Reproduce all of the entries below line for line, requests included, and shift every x and y polygon coordinate in the answers by adding 72 to it.
========
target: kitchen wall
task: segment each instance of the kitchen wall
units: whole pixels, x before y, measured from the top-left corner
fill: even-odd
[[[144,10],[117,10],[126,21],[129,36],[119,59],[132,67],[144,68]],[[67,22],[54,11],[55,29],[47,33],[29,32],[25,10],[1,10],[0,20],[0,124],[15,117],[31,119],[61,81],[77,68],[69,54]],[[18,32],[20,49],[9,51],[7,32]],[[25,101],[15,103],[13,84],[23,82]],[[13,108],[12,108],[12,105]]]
========
FULL OUTPUT:
target: kitchen wall
task: segment each instance of the kitchen wall
units: whole pixels, x before y, measured from the top-left corner
fill: even-odd
[[[216,82],[189,82],[198,93],[201,108],[191,131],[204,139],[216,140]],[[139,94],[126,83],[127,101],[119,105],[101,104],[97,82],[73,82],[72,92],[72,196],[87,189],[103,191],[133,153],[149,140],[141,126]],[[90,104],[92,121],[81,123],[79,104]],[[97,173],[87,175],[85,156],[95,154]],[[85,180],[84,180],[84,177]]]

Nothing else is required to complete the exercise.